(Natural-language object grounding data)
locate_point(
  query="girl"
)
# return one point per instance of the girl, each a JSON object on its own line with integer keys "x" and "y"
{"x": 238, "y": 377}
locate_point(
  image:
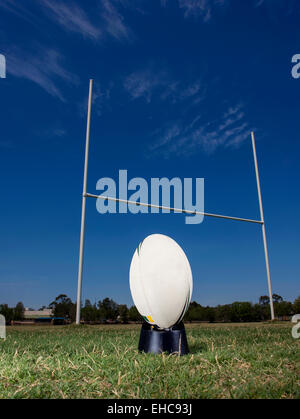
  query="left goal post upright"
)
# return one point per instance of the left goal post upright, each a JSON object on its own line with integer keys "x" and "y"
{"x": 82, "y": 230}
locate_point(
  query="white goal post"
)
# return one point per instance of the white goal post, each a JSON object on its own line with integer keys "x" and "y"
{"x": 88, "y": 195}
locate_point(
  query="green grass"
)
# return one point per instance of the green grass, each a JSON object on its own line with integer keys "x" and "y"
{"x": 226, "y": 361}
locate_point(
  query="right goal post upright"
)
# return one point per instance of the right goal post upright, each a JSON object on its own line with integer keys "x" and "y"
{"x": 263, "y": 227}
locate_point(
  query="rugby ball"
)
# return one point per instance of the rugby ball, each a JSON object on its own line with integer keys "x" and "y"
{"x": 161, "y": 281}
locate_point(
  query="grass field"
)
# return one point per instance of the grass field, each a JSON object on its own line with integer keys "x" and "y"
{"x": 226, "y": 361}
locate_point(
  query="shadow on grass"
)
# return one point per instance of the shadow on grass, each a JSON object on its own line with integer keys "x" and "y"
{"x": 197, "y": 348}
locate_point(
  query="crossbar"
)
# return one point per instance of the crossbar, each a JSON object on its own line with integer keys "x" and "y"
{"x": 179, "y": 210}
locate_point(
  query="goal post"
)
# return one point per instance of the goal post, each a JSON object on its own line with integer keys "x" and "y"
{"x": 85, "y": 195}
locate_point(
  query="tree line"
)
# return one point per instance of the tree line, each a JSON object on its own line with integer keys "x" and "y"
{"x": 107, "y": 310}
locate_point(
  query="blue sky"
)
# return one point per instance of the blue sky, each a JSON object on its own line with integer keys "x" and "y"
{"x": 179, "y": 85}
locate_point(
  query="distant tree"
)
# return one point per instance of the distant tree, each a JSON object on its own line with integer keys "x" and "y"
{"x": 108, "y": 309}
{"x": 19, "y": 311}
{"x": 134, "y": 315}
{"x": 89, "y": 312}
{"x": 283, "y": 309}
{"x": 7, "y": 312}
{"x": 241, "y": 312}
{"x": 277, "y": 298}
{"x": 123, "y": 313}
{"x": 63, "y": 306}
{"x": 264, "y": 300}
{"x": 296, "y": 305}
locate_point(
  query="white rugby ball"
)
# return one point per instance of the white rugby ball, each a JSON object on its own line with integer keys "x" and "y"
{"x": 161, "y": 281}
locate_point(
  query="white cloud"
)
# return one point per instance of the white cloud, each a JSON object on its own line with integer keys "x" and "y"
{"x": 71, "y": 17}
{"x": 141, "y": 84}
{"x": 41, "y": 68}
{"x": 114, "y": 21}
{"x": 202, "y": 9}
{"x": 230, "y": 130}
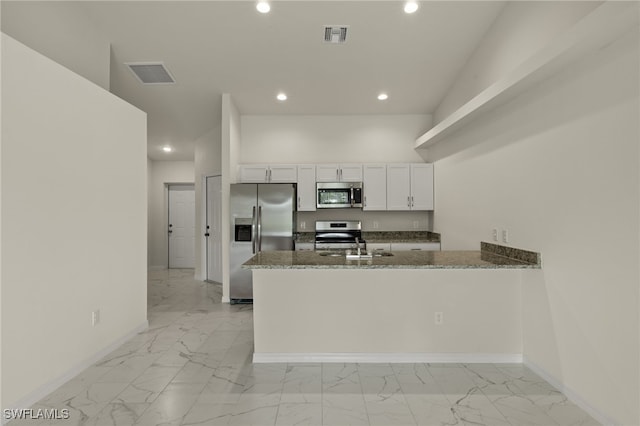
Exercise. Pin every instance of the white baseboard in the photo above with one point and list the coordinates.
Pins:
(270, 357)
(157, 267)
(573, 396)
(54, 384)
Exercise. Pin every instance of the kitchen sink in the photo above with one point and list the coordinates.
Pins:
(382, 254)
(354, 256)
(331, 253)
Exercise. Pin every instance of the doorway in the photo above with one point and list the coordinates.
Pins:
(213, 226)
(181, 226)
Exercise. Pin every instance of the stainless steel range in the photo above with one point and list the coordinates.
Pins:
(339, 235)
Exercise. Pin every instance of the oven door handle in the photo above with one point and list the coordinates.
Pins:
(253, 230)
(259, 229)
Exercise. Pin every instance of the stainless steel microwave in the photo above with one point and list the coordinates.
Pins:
(338, 195)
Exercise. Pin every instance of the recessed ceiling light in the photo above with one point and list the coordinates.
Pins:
(263, 7)
(410, 6)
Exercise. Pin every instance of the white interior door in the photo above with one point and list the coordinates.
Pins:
(181, 227)
(214, 228)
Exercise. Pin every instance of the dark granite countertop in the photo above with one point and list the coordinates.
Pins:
(383, 237)
(490, 256)
(401, 237)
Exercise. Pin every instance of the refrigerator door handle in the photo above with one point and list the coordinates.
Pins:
(253, 230)
(259, 229)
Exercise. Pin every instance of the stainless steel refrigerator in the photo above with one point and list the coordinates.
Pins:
(262, 218)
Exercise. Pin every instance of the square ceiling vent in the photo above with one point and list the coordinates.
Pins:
(151, 72)
(335, 34)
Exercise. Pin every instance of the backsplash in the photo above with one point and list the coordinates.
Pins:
(371, 221)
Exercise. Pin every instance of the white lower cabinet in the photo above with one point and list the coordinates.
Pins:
(379, 246)
(305, 246)
(415, 246)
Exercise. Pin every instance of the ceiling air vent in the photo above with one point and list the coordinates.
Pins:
(151, 72)
(335, 34)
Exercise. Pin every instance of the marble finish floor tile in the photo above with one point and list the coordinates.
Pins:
(192, 367)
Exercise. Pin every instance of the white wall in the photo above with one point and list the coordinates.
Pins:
(46, 26)
(481, 309)
(207, 162)
(73, 223)
(331, 139)
(559, 168)
(230, 130)
(162, 173)
(521, 29)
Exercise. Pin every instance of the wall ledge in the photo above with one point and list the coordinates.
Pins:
(594, 32)
(464, 358)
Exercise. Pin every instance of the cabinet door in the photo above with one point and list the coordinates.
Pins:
(304, 246)
(253, 173)
(350, 173)
(283, 173)
(422, 186)
(398, 187)
(374, 181)
(415, 246)
(327, 173)
(306, 188)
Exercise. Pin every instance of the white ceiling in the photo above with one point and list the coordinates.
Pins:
(216, 47)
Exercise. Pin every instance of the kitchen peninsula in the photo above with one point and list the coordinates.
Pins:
(413, 306)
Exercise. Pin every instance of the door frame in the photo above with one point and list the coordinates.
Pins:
(167, 206)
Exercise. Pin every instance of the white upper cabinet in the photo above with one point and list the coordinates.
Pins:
(422, 186)
(374, 182)
(306, 187)
(339, 173)
(398, 187)
(264, 173)
(410, 186)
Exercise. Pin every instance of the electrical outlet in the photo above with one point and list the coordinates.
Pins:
(95, 317)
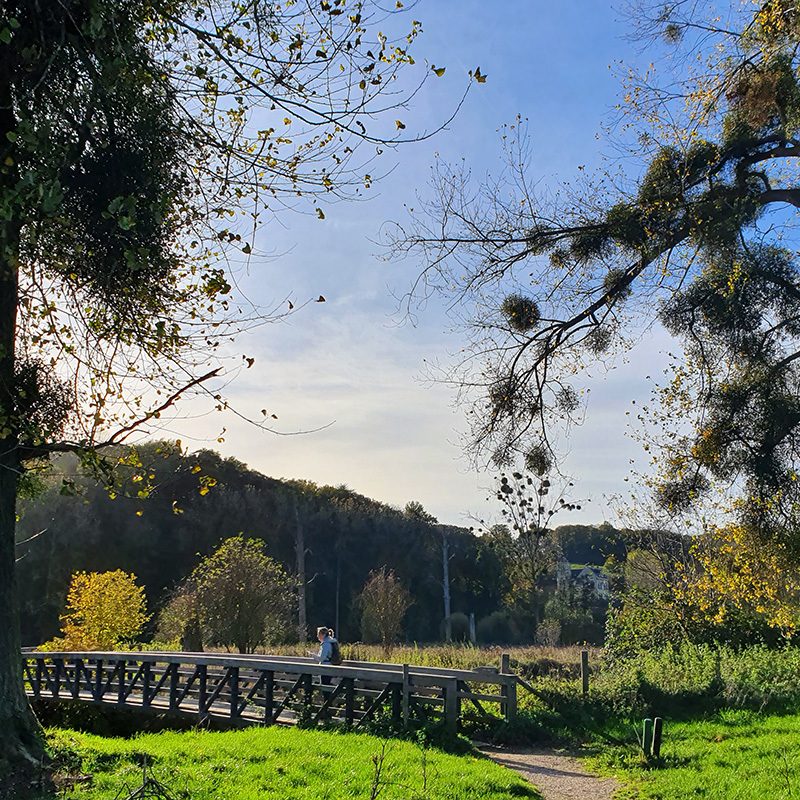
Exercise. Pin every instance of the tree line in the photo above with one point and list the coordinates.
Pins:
(194, 502)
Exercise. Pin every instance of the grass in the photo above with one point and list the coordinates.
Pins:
(280, 763)
(529, 661)
(736, 755)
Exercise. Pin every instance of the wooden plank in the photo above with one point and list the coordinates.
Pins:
(269, 697)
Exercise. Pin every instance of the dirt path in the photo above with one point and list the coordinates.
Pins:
(555, 773)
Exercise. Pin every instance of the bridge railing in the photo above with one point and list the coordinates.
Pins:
(267, 689)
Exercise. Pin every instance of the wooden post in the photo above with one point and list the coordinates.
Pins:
(509, 688)
(585, 671)
(658, 724)
(173, 686)
(146, 675)
(406, 683)
(451, 704)
(37, 686)
(269, 697)
(76, 684)
(349, 701)
(647, 737)
(98, 679)
(121, 682)
(505, 664)
(234, 684)
(57, 664)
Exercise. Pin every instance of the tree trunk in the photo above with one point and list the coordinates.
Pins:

— YOUR ASSIGNMENT —
Return the preceding entries exactly, each word as given, but leave out any picture.

— OUTPUT FOR THIS TASK —
locate_point(
  query="girl"
)
# return one point per instance of the girl, each a JSON object on its own line with integer keys "x" and "y"
{"x": 238, "y": 377}
locate_point(
  image:
  query="left goal post upright"
)
# return one point per instance of the left goal post upright, each a JSON object on its own line with integer keys "x" and "y"
{"x": 82, "y": 230}
locate_point(
  query="white goal post"
)
# return one point per instance of the white goal post, each a JSON object on its own line with integer keys "x" and "y"
{"x": 88, "y": 195}
locate_point(
  query="green grass"
)
# return one point per instance of the green grass, each a JSON object on its own line with integer keys "x" and "y"
{"x": 226, "y": 361}
locate_point(
  query="right goal post upright"
)
# return one point per instance of the right goal post upright, each a JSON object on its own line with integer keys "x" and "y"
{"x": 263, "y": 227}
locate_point(
  query="rugby ball"
)
# return one point per instance of the rugby ball, each a JSON object on its own line with integer keys "x" and "y"
{"x": 161, "y": 281}
locate_point(
  query="grass field"
)
# return one point per instance of the grass field, each a JSON object on its own line with integer keys "x" and "y"
{"x": 226, "y": 361}
locate_point(
  query="shadow on grass"
)
# return one point per instance of the shadow on grass, each a JSON object on its own line with integer keys "x" and "y"
{"x": 197, "y": 348}
locate_point(
  query="crossbar"
)
# return one point per instance of the crossbar, each a JSON object on its own line with integer keys "x" and "y"
{"x": 179, "y": 210}
locate_point(
  query="goal post"
)
# return one point per instance of the goal post, each a JSON object on its own line with integer keys "x" and "y"
{"x": 85, "y": 195}
locate_point(
  query="tree line"
)
# return one point per instance of the tree line, each a JSON object on its own line with integer keys "x" and "y"
{"x": 107, "y": 310}
locate_point(
  query="blue sky"
)
# return one point per instance of the blue sky, each a JSON object on its own line with integer keys "x" and "y"
{"x": 179, "y": 85}
locate_point(
  query="distant tree"
)
# return one point per instance of the distant tree, each a JSON object on its own line with integer keys "x" and "y"
{"x": 108, "y": 309}
{"x": 19, "y": 311}
{"x": 134, "y": 315}
{"x": 89, "y": 312}
{"x": 283, "y": 309}
{"x": 7, "y": 312}
{"x": 241, "y": 312}
{"x": 277, "y": 298}
{"x": 123, "y": 313}
{"x": 63, "y": 306}
{"x": 264, "y": 300}
{"x": 296, "y": 305}
locate_point(
  query="white rugby ball"
)
# return one point per instance of the white rugby ball, each a JSON object on its own line with integer keys "x" and "y"
{"x": 161, "y": 281}
locate_point(
  query="white cloud"
)
# return one point per instance of the white cloud, each a JSON object on its own line with integer keys "x" and "y"
{"x": 71, "y": 17}
{"x": 141, "y": 84}
{"x": 41, "y": 68}
{"x": 114, "y": 21}
{"x": 202, "y": 9}
{"x": 230, "y": 130}
Exercise. Pin every instance of the white baseboard in the photo above with one point and list the coordinates.
Pins:
(270, 357)
(157, 267)
(573, 396)
(54, 384)
Exercise. Pin every instance of the kitchen sink in the photo above with one point and list the coordinates.
Pins:
(382, 254)
(354, 256)
(331, 253)
Exercise. Pin every instance of the doorway in the photo above with one point and list the coordinates.
Pins:
(213, 226)
(181, 226)
Exercise. Pin every instance of the stainless steel range in the photo above with one point and list the coordinates.
Pins:
(339, 235)
Exercise. Pin every instance of the oven door handle in the photo above with one point and list the coordinates.
Pins:
(253, 230)
(259, 229)
Exercise. Pin every instance of the stainless steel microwave in the photo above with one point and list the coordinates.
Pins:
(338, 195)
Exercise. Pin every instance of the recessed ceiling light in the photo above with one point and list the coordinates.
Pins:
(263, 7)
(410, 6)
Exercise. Pin every instance of the white interior door in the photo above with one point and list the coordinates.
Pins:
(181, 227)
(214, 228)
Exercise. Pin every instance of the dark granite countertop in the photo above with one point and list the coordinates.
Pins:
(383, 237)
(490, 256)
(401, 237)
Exercise. Pin every instance of the refrigerator door handle in the photo above with one point and list the coordinates.
Pins:
(253, 230)
(259, 229)
Exercise. Pin every instance of the stainless steel refrigerator in the photo above with one point and list the coordinates.
Pins:
(262, 218)
Exercise. Pin every instance of the square ceiling vent in the photo above with one point and list the coordinates.
Pins:
(151, 72)
(335, 34)
Exercise. Pin every instance of the backsplash in the photo above with one point and list the coordinates.
Pins:
(371, 221)
Exercise. Pin every instance of the white lower cabinet in the photo above with one point and list the coordinates.
Pins:
(379, 246)
(305, 246)
(415, 246)
Exercise. Pin every instance of the ceiling air vent in the photo above with one point and list the coordinates.
Pins:
(151, 72)
(335, 34)
Exercise. Pin every instance of the marble finish floor tile in the photo above with one point and list the coordinates.
Pins:
(192, 367)
Exercise. Pin every instance of the white wall in the photo above with one point and list the coordinates.
Pins:
(46, 26)
(481, 309)
(207, 162)
(73, 223)
(331, 139)
(559, 168)
(230, 130)
(162, 173)
(521, 29)
Exercise. Pin every instance of the wall ledge in the photo above with one point and list the coordinates.
Pins:
(594, 32)
(464, 358)
Exercise. Pin every instance of the cabinet door in the photo above with one point and list the coordinates.
Pins:
(304, 246)
(253, 173)
(350, 173)
(283, 173)
(422, 186)
(398, 187)
(374, 181)
(415, 246)
(327, 173)
(306, 188)
Exercise. Pin every instance of the white ceiling in the photo above with one point and list the coordinates.
Pins:
(216, 47)
Exercise. Pin every instance of the kitchen peninsula in the photo above with one point and list the coordinates.
Pins:
(413, 306)
Exercise. Pin every instance of the door frame in the photo above with one point and list the coordinates.
Pins:
(167, 206)
Exercise. Pin every instance of the white upper cabinet in the photo above with one point and list the coordinates.
Pins:
(422, 186)
(374, 182)
(306, 187)
(339, 173)
(398, 187)
(264, 173)
(410, 186)
Exercise. Pin every instance of the electrical outlet in the photo above with one point and list the coordinates.
Pins:
(95, 317)
Exercise. Pin every instance of the tree line in the photo above with one point and list the coordinates.
Pins:
(194, 502)
Exercise. Pin every instance of the grass in the photo above with one point and list the coordinates.
Pins:
(280, 763)
(529, 661)
(736, 755)
Exercise. Pin every instance of the wooden plank in the photo above with one point and list the coordinates.
Pins:
(269, 697)
Exercise. Pin every instance of the dirt path in the photo above with one point and list the coordinates.
Pins:
(555, 773)
Exercise. Pin every instance of the bridge railing in the photo above with one point and list the coordinates.
Pins:
(267, 689)
Exercise. Pin every instance of the wooden post in the photo above with one point and list the coordinates.
Pins:
(509, 688)
(585, 671)
(658, 724)
(173, 686)
(146, 675)
(406, 683)
(451, 704)
(37, 686)
(269, 697)
(76, 684)
(349, 701)
(647, 737)
(98, 679)
(121, 682)
(505, 664)
(234, 684)
(57, 664)
Exercise. Pin every instance of the tree trunk in the photo above with one point and list the coordinates.
Pins:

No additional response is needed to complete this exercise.